Study questions:
1) Summarize the financial footnotes in two sentences.
2) Carry on the financial footnotes from their final sentence.

Document passage:
▼▼▼

5 Broadcast Rights fees were previously classified across both variable costs (VC) and operating expenses. To better reflect their nature all Broadcast Rights fees are now classified as variable costs. This has the effect of reallocating $21.9m from opex to VC in 1H24 (1H23: $20.1m). 6

Insurance proceeds benefit of $11m in 1H23.

7 Excludes Demerger Capex ($5m).
8 Gearing is net debt (including lease liabilities but excluding restricted cash) / EBITDA over the last 12 months and is non-IFRS financial information and unaudited.
9 Actual financial impact subject to many variables, including but not limited to market conditions, the POCT rate and overall revenue performance.

The impairment charges do not reflect potential for upside from licence reform in NSW and South Australia if it were to occur as sought under the TAB25 strategy, which have successfully been delivered in Queensland and Victoria (post August 2025).

▲▲▲

Given data:
▼▼▼

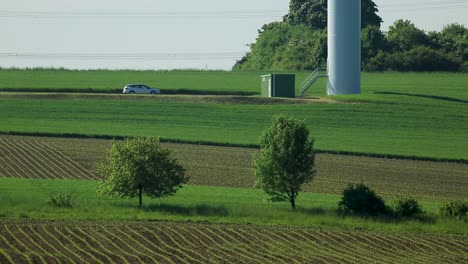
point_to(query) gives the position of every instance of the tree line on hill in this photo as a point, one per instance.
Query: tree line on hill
(299, 42)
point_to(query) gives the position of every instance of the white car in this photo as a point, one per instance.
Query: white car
(140, 88)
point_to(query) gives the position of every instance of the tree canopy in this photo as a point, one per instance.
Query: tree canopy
(140, 166)
(286, 159)
(313, 13)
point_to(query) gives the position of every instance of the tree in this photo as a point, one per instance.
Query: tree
(404, 35)
(454, 40)
(140, 166)
(281, 46)
(313, 13)
(373, 41)
(286, 159)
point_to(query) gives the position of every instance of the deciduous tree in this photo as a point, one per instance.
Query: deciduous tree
(286, 159)
(140, 166)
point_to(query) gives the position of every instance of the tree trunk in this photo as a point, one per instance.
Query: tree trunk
(140, 195)
(293, 202)
(292, 198)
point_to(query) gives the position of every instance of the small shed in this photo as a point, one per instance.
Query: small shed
(279, 85)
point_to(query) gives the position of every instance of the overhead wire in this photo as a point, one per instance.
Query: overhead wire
(127, 56)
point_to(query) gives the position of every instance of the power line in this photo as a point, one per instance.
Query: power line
(126, 56)
(140, 14)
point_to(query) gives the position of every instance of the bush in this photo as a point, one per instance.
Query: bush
(60, 200)
(360, 199)
(407, 207)
(457, 209)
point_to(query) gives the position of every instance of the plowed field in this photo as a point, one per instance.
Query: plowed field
(57, 158)
(23, 241)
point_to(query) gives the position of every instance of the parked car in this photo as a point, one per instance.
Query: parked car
(140, 88)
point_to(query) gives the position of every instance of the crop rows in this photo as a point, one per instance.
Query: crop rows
(23, 241)
(36, 159)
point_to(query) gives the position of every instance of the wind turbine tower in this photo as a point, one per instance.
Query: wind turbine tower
(344, 47)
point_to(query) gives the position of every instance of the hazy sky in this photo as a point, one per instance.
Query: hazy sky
(157, 34)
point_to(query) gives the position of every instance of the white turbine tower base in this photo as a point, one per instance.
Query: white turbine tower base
(344, 47)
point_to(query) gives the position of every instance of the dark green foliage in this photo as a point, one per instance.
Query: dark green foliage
(456, 209)
(286, 159)
(421, 58)
(360, 199)
(300, 43)
(404, 35)
(140, 166)
(407, 207)
(281, 46)
(60, 200)
(373, 41)
(313, 13)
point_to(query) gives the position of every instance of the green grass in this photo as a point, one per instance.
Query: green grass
(232, 167)
(107, 81)
(423, 127)
(25, 198)
(405, 114)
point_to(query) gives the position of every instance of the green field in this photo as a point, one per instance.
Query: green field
(68, 158)
(219, 216)
(423, 115)
(435, 129)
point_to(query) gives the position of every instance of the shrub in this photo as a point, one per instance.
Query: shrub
(457, 209)
(407, 207)
(360, 199)
(60, 200)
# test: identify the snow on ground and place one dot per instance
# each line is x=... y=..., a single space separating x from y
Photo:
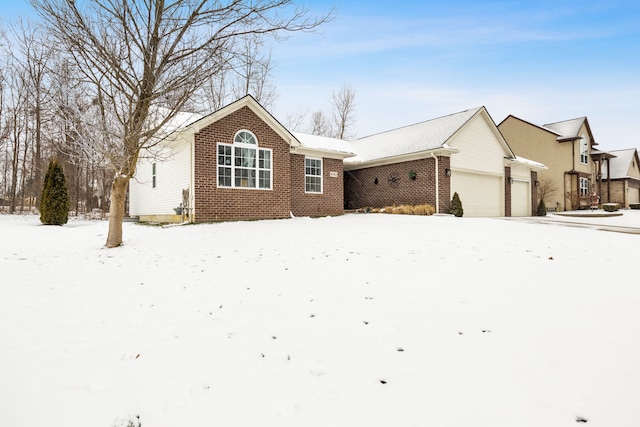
x=359 y=320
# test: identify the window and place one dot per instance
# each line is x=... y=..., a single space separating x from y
x=312 y=175
x=584 y=150
x=244 y=165
x=584 y=186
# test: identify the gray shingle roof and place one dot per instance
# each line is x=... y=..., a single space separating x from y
x=620 y=164
x=566 y=128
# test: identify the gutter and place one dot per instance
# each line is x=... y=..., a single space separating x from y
x=437 y=183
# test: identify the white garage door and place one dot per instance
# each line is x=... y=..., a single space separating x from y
x=481 y=195
x=520 y=199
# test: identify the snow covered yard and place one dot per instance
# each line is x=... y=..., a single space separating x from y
x=359 y=320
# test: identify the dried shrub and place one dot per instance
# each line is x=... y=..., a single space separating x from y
x=425 y=209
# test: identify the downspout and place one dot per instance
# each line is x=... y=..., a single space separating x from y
x=437 y=183
x=192 y=193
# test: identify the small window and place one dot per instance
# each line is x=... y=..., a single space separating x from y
x=312 y=175
x=584 y=186
x=245 y=137
x=584 y=150
x=244 y=165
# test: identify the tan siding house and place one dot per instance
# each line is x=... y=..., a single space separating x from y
x=567 y=149
x=621 y=178
x=428 y=162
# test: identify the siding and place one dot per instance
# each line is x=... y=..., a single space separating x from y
x=172 y=176
x=480 y=149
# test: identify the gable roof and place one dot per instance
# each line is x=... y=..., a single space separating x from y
x=191 y=122
x=420 y=137
x=568 y=130
x=251 y=103
x=410 y=142
x=620 y=163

▲▲▲

Task results:
1) All Broadcast Rights fees, once split between variable costs and operating expenses, are now classed as variable costs, which moves $21.9m from opex to variable costs in 1H24 ($20.1m in 1H23). The notes also mention an $11m insurance proceeds benefit in 1H23 and a $5m Demerger Capex exclusion, define gearing as net debt over EBITDA for the last 12 months, and state that the impairment charges do not reflect possible upside from licence reform in NSW and South Australia.

2)
1H24 Divisional Result: Wagering and Media

Wagering and Media revenue for 1H24 declined 4% to $1,117m, reflecting a decline in the overall wagering market, and EBITDA down 13% to $134m compared to 1H23.

TAB’s digital competitiveness continued to improve. Digital turnover market share increased to 21.2%, up from 20.1% in the preceding June 2023 half, while digital revenue market share increased to 24.4%, from 23.9%.

Wagering and Media VC margins improved 110bps to 35.3%, driven by higher margins in QLD following the implementation of a level playing field in December 2022.

Underlying opex10 growth was contained to 2% in a high-cost inflation environment and included investment in the TAB rebrand along with other growth initiatives in the half.

1H24 Divisional Result: Gaming Services

Gaming Services revenue for 1H24 was down 14% on 1H23 to $93m, and EBITDA declined 17%, due to the sale of the MAX Performance Solutions and eBet businesses.

The Gaming Services segment is now underpinned by our high-quality Integrity Services business11 which continues to perform strongly. Integrity Services revenue increased 10% to $63.9m, and EBITDA increased 8%, driven by the new Tasmanian monitoring licence, higher monitored machines, and contracted CPI-linked price increases in NSW.

The sale of MAX Performance Solutions was completed in October 2023.

Summary and Trading

We are executing our TAB25 strategy. This is transforming our competitiveness, continuing to improve market share trends and creating a more efficient and effective organisation.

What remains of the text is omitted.